EXERCISE GOAL: Pull out every line in the data below that contains the word "white" and copy each one unchanged.

------------------------------------------------------------------------

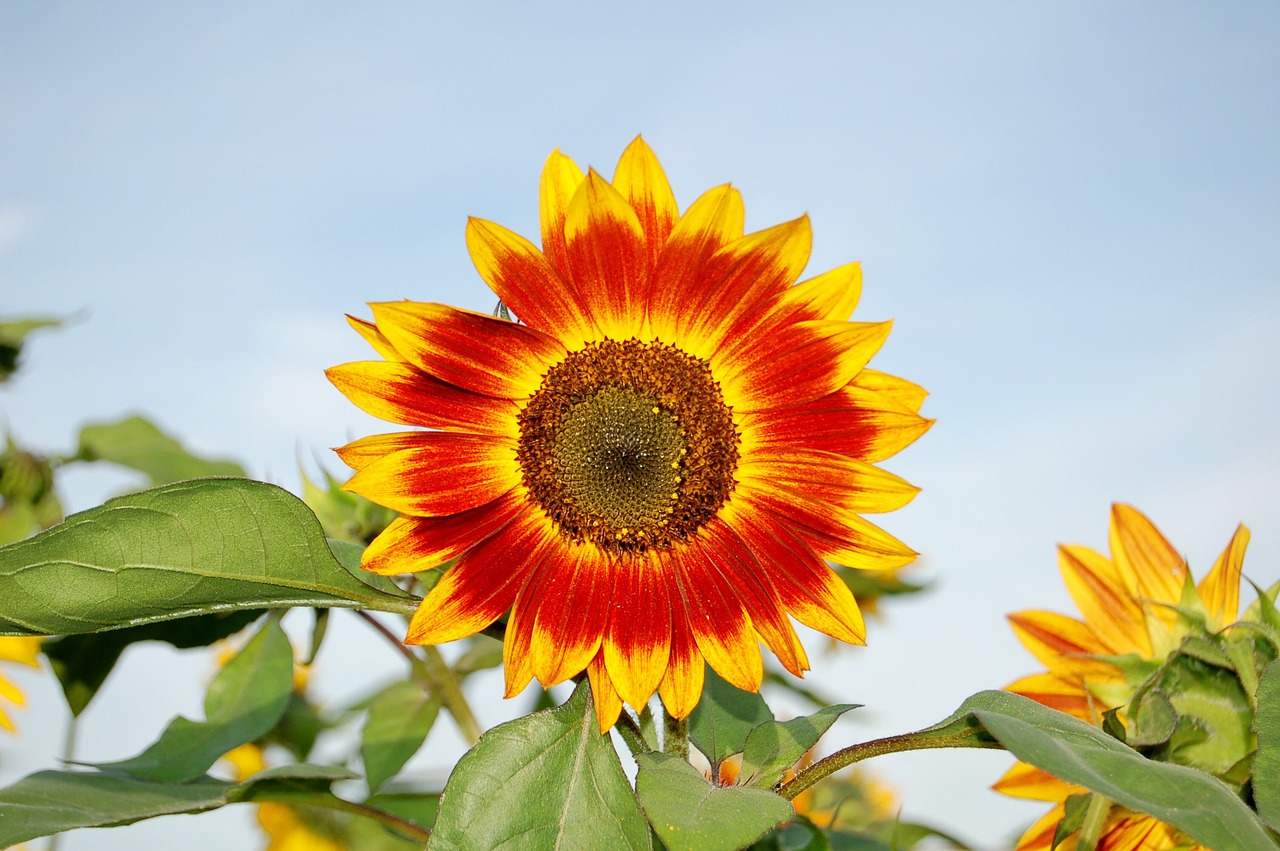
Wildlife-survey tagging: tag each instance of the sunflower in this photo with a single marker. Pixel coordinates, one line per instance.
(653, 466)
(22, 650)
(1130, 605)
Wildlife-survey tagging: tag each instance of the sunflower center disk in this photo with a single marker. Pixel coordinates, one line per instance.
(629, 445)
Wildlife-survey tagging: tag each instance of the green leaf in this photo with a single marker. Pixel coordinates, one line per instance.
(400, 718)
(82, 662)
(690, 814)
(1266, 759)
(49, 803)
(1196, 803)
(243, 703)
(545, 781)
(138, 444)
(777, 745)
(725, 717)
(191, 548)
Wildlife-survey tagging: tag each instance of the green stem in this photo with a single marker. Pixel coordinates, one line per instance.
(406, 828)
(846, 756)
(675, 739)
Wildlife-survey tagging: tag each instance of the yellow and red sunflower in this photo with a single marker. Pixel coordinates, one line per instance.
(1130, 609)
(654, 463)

------------------------------------------------------------------------

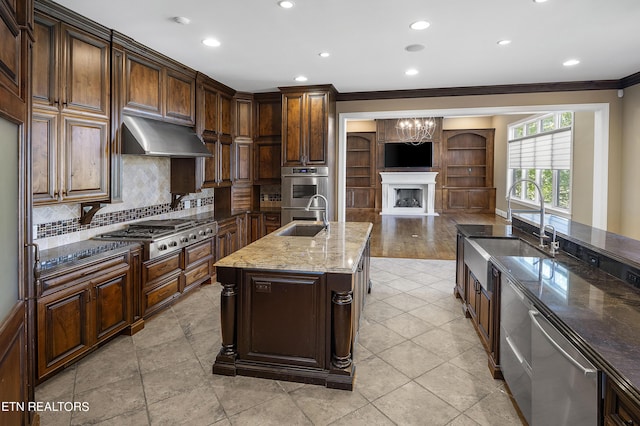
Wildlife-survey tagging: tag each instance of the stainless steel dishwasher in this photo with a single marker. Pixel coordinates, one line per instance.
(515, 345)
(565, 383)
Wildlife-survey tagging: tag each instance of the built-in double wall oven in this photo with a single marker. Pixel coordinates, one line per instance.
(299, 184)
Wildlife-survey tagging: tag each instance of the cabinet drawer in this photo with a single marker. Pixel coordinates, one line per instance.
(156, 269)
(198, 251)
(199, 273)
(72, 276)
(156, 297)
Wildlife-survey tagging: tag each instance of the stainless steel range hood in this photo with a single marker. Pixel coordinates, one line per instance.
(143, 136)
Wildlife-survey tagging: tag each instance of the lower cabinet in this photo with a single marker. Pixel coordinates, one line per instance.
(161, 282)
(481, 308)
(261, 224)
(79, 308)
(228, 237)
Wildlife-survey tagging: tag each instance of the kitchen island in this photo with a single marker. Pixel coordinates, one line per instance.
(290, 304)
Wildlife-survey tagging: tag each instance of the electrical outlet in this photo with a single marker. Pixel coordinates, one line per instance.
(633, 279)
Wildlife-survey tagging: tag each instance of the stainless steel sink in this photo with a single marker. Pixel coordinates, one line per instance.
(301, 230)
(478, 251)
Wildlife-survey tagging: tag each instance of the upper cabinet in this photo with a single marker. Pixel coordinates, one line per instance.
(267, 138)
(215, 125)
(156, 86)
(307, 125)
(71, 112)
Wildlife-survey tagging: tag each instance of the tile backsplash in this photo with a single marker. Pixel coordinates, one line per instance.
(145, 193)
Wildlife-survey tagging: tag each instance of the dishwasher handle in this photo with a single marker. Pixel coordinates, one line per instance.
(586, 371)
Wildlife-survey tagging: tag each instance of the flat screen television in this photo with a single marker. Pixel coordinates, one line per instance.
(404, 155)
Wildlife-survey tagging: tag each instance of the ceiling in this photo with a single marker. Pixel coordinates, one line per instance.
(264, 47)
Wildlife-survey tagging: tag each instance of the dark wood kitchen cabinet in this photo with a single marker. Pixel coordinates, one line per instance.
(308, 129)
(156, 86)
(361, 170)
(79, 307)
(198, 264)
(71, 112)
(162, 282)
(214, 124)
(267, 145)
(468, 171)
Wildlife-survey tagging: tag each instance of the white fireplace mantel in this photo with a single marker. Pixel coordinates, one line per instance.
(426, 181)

------------------------------------------------------------------------

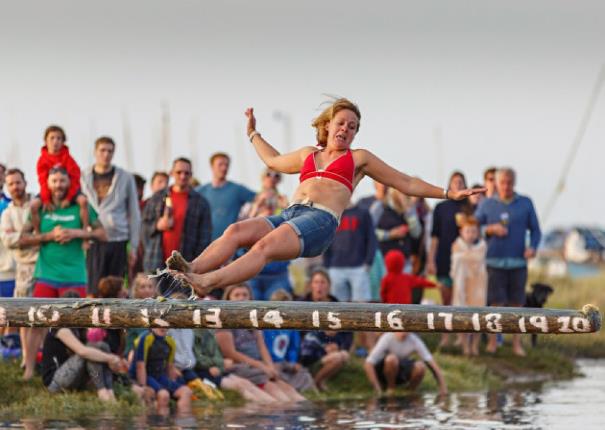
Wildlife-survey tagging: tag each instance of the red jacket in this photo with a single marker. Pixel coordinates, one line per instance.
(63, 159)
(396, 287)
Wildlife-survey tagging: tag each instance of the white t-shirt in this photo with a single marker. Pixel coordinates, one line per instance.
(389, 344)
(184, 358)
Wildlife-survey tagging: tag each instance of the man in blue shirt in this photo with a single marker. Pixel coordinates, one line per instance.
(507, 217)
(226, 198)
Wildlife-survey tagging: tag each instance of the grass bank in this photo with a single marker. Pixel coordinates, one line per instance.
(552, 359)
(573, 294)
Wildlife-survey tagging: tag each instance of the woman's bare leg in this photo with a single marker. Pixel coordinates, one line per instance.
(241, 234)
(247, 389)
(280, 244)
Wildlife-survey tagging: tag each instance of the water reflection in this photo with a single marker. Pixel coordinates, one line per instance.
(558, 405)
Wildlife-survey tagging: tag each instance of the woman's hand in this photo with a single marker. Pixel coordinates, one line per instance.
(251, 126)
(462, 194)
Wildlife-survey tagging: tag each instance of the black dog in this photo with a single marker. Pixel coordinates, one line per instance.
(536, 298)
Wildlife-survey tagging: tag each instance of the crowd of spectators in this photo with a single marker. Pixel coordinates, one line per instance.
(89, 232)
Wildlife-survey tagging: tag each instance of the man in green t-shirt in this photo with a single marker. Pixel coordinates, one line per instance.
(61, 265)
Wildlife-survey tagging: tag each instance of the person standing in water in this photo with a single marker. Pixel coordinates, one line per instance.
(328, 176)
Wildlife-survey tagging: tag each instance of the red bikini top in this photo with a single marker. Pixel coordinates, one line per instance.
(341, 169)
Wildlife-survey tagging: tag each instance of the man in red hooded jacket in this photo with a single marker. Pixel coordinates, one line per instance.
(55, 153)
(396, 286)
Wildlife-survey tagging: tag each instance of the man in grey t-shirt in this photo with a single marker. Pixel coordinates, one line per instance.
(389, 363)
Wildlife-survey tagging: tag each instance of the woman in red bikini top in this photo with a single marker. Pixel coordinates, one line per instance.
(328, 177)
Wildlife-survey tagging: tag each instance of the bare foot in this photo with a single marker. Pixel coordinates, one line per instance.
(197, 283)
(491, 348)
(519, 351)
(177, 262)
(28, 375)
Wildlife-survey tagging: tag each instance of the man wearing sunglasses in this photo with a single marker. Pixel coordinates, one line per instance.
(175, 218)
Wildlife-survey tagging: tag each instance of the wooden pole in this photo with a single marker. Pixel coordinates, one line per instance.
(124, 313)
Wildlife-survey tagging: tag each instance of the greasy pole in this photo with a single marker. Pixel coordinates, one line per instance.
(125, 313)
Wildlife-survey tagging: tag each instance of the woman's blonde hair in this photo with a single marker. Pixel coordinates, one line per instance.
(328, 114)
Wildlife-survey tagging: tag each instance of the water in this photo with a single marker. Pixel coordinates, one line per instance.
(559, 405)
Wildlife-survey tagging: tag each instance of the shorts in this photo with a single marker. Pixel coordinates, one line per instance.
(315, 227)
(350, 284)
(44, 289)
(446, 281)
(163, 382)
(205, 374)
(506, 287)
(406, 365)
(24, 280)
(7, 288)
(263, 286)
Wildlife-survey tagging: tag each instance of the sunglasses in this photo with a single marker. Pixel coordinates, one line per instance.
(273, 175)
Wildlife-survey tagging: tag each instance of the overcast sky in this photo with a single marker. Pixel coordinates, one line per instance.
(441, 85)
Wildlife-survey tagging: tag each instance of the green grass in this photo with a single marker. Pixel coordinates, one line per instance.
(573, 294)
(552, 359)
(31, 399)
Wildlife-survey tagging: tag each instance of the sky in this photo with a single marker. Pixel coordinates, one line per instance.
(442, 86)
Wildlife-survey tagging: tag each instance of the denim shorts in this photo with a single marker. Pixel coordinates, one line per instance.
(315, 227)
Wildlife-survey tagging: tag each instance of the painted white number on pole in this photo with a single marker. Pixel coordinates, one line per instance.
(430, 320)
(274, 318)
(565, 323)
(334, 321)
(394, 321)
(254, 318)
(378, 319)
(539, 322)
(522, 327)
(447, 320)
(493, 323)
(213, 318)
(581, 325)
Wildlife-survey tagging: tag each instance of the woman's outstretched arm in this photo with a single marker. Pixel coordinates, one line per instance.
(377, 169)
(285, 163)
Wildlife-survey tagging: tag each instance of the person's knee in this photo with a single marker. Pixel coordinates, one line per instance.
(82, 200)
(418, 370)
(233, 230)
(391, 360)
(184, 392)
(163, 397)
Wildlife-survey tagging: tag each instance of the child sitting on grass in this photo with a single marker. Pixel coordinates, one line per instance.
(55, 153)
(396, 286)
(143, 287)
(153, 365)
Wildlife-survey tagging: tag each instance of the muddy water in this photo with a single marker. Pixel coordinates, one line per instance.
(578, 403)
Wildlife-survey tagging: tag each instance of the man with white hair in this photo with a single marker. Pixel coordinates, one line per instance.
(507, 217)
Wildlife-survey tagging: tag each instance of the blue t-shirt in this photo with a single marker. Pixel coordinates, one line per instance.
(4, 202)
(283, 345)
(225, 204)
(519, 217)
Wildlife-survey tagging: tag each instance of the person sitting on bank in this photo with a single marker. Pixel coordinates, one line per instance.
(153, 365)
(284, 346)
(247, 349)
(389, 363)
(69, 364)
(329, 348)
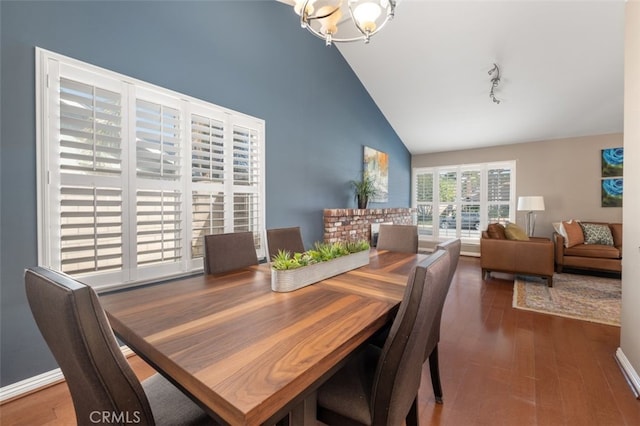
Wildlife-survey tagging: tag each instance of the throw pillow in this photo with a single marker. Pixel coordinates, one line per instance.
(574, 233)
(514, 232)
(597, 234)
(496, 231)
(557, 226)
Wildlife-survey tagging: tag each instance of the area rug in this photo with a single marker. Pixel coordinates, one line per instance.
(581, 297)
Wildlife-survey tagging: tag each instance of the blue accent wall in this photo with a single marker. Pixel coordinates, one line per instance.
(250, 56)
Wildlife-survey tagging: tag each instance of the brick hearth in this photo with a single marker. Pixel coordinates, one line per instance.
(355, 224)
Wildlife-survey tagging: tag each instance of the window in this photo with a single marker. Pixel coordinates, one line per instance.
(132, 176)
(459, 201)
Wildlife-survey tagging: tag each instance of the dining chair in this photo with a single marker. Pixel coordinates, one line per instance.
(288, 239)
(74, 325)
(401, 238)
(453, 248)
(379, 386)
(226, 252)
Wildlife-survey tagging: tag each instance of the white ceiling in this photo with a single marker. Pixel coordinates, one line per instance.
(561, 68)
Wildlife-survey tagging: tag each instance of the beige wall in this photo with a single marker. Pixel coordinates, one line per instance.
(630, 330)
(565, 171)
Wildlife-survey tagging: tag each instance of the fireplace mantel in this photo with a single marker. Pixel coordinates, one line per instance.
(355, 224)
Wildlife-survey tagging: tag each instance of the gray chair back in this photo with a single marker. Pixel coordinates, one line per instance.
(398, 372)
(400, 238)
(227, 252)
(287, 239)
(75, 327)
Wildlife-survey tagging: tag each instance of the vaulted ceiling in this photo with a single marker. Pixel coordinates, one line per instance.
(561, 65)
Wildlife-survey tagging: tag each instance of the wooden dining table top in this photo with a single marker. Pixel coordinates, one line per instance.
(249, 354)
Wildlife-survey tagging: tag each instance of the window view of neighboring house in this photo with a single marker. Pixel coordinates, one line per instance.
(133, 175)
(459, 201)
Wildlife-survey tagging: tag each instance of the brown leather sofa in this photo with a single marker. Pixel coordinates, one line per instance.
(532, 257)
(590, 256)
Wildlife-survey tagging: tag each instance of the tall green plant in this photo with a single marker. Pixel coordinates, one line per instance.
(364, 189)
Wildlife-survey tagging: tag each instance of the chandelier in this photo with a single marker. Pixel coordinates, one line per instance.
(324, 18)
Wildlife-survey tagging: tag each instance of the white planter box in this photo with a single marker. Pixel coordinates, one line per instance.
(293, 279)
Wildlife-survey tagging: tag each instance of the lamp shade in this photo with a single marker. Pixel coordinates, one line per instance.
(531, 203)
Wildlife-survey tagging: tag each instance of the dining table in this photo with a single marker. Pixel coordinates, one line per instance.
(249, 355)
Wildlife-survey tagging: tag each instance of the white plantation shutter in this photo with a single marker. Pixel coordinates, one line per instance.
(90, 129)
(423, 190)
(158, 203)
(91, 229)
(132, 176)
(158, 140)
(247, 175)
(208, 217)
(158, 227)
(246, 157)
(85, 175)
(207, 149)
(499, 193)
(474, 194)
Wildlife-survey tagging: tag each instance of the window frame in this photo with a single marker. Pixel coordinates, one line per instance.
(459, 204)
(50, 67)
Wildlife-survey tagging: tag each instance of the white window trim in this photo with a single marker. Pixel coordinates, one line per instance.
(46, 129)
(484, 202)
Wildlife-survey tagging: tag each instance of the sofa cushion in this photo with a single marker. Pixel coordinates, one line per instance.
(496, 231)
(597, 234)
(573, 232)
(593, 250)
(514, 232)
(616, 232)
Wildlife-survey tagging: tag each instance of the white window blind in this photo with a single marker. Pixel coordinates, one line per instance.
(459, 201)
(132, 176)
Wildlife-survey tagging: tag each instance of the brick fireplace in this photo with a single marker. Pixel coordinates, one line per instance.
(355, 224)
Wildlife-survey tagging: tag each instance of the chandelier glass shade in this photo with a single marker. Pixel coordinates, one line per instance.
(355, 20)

------------------------------------------------------------------------

SOLUTION:
Wildlife-survey tagging: tag each instance of the white fireplace mantel in this photo with a single marker. Pixel coordinates, one line per instance.
Wildlife-survey tagging: tag each instance of the white t-shirt in this photo with a single marker. Pixel coordinates, one line per instance.
Wildlife-survey tagging: tag each instance of the painted white number on pole in this photo with a single marker. Pixel coordinates, one line per instance.
Wildlife-survey tagging: tag each instance of the man with white hair in this photo with a single marker. Pixel coordinates, one line per instance.
Wildlife-survey tagging: tag each instance of the white ceiling in this photo with a single marker. Pixel coordinates, one line per instance.
Wildlife-survey tagging: tag each instance of the white planter box in this photo with a single marker. Pixel coordinates, one line per instance.
Wildlife-survey tagging: tag each instance of the white plantation shutter in this photo with a single marker. Pixel coordinates, one line per instance.
Wildlife-survey tagging: tag each instance of the white window trim in this photo with a single marker. Pixel coordinates, one line per instance.
Wildlife-survey tagging: tag each instance of the white window blind in this photo with a single marker. Pixel coordinates, one line per instance.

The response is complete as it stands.